[start]

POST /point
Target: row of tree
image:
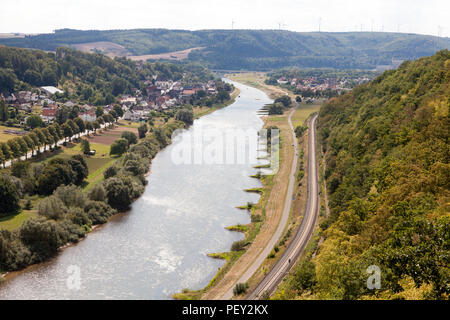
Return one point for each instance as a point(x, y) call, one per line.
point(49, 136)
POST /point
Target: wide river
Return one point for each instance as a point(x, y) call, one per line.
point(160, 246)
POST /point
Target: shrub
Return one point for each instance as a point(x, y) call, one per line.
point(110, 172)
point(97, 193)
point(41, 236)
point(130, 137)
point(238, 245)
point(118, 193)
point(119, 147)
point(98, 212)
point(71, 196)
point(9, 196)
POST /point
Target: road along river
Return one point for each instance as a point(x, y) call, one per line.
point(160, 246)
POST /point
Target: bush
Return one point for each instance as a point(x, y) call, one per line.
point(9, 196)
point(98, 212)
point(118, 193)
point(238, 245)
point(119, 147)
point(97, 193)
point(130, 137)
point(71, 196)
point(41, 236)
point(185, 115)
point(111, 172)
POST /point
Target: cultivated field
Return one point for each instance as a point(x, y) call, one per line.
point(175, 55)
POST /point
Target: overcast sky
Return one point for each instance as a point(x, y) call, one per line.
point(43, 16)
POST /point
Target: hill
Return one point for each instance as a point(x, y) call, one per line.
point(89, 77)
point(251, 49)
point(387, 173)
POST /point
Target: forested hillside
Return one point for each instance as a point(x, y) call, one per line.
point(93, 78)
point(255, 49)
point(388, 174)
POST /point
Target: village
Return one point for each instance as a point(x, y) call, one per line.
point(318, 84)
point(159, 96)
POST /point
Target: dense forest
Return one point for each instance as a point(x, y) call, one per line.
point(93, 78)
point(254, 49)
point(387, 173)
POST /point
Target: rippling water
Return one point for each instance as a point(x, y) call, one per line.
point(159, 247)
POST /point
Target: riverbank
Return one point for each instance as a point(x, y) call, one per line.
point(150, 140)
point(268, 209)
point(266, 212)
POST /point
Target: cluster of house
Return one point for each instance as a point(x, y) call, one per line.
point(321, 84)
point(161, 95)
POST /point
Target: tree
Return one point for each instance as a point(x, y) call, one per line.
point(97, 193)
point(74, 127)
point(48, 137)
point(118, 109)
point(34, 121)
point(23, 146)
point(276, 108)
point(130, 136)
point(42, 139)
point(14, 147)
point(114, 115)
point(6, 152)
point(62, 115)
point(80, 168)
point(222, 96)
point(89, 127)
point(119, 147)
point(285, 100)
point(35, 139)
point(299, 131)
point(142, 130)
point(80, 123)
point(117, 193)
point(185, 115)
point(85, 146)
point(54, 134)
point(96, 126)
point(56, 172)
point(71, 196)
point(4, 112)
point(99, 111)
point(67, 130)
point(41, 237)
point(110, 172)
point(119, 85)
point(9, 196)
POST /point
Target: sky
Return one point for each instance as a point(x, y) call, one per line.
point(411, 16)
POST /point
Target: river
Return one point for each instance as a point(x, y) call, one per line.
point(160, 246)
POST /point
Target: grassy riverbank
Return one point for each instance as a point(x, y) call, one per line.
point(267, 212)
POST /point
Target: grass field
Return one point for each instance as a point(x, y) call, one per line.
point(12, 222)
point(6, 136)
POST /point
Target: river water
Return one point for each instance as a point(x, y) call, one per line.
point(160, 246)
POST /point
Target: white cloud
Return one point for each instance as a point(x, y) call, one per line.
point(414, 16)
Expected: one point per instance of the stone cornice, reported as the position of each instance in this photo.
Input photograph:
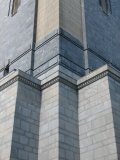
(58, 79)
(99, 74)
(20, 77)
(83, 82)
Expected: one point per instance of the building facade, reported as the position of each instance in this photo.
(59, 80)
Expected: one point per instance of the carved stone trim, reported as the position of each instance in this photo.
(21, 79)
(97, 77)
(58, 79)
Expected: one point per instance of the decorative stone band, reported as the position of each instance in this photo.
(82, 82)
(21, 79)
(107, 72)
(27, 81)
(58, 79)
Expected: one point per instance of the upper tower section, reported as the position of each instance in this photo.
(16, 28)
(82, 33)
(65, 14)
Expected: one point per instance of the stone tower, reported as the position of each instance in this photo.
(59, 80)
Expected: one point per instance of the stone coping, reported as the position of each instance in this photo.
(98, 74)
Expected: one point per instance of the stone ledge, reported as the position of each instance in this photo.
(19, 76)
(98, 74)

[end]

Can you change "stone ledge" to "stone sill" in the lines from the one with "Expected: one point per instance of the stone cornice, reported" through the last line, leaving everything else unchanged? Leave the pictures out of your answer.

Expected: one point per instance of the stone cornice, reported as the position of each instance in this photo.
Input photograph:
(58, 79)
(99, 74)
(20, 77)
(83, 82)
Expected: one point per instance of the building facade, reported as the position of each instance in this photo.
(59, 80)
Expected: one point per instance of the carved stone trim, reported as the position of each instance in this photo.
(21, 79)
(97, 77)
(58, 79)
Expected: one point per instance of the decorative stone band, reported as the position of each instance in this photo.
(82, 82)
(21, 79)
(107, 72)
(27, 81)
(58, 79)
Expected: one point per instance of the upper tower section, reported as the position of each instance in this photo.
(16, 28)
(82, 33)
(65, 14)
Expected: one point per instance of the stone tower, reported as the position of each instance in this photo.
(59, 80)
Expected: one point per instance of the stone coping, reported as the position of each instance in this photo.
(98, 74)
Expected: one point per instance of the stone sill, reported as the position of each instance in this photo.
(19, 76)
(98, 74)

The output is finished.